### WHAT YOU ARE ASKED TO DO
List every line below that contains the word "wooden", copying each such line in full. Case counts.

**** EXERCISE INPUTS ****

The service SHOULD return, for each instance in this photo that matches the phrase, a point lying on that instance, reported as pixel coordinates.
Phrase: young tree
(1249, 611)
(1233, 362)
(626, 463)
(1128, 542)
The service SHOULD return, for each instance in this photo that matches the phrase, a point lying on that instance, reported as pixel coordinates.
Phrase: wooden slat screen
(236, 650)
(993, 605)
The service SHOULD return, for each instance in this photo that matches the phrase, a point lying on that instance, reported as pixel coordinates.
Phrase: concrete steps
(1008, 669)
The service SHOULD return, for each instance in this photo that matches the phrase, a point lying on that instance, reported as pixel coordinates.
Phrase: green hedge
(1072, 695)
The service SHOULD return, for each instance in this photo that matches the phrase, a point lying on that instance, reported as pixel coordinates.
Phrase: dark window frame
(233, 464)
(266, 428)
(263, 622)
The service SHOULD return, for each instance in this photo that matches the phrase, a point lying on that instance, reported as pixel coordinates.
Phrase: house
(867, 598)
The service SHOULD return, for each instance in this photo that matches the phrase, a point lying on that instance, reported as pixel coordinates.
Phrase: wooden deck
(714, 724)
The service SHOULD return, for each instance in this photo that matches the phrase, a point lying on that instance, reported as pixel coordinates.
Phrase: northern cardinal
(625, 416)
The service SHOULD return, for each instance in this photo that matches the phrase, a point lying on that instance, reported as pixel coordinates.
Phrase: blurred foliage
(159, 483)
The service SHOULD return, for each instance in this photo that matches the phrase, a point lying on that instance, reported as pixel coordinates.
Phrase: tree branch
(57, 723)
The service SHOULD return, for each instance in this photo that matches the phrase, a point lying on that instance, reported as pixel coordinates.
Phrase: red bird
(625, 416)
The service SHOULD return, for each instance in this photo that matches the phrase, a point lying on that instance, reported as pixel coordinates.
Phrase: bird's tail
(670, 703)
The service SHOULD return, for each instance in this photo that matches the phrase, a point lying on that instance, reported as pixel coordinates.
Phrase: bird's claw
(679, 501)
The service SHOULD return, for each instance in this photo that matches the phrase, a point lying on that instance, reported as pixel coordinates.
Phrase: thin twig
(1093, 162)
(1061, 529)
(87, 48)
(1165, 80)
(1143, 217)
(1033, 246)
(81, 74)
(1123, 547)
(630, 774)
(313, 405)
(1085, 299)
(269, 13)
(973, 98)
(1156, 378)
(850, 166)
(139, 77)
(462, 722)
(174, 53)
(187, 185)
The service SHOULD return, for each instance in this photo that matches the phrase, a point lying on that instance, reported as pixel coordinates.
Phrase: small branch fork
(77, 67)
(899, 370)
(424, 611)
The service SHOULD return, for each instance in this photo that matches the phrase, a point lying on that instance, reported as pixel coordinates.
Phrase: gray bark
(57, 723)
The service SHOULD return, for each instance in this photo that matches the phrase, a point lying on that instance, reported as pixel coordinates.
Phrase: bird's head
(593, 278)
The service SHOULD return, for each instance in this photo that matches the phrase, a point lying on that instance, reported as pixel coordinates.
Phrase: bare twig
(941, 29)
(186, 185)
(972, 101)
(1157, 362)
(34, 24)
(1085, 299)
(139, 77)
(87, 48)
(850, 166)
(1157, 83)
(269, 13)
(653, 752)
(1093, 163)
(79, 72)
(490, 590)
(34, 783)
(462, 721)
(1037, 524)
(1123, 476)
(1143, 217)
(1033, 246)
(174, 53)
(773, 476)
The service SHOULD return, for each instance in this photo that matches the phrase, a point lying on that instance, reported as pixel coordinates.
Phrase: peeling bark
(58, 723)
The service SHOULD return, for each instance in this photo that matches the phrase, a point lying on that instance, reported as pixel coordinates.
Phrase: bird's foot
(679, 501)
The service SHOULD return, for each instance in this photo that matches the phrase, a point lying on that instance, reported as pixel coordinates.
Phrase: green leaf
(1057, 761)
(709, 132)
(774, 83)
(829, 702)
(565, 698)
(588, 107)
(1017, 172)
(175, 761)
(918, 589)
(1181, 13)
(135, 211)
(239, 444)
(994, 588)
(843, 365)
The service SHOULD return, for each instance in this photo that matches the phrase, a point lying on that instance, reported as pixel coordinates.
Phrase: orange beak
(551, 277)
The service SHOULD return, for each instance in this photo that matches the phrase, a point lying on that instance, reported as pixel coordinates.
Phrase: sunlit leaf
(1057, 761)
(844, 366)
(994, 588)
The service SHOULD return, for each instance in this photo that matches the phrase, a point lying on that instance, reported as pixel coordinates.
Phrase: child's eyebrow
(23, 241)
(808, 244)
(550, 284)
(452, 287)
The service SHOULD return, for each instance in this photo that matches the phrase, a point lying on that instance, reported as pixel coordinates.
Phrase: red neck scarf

****

### RESULT OF THIS EXERCISE
Phrase: wooden slat screen
Phrase: wooden deck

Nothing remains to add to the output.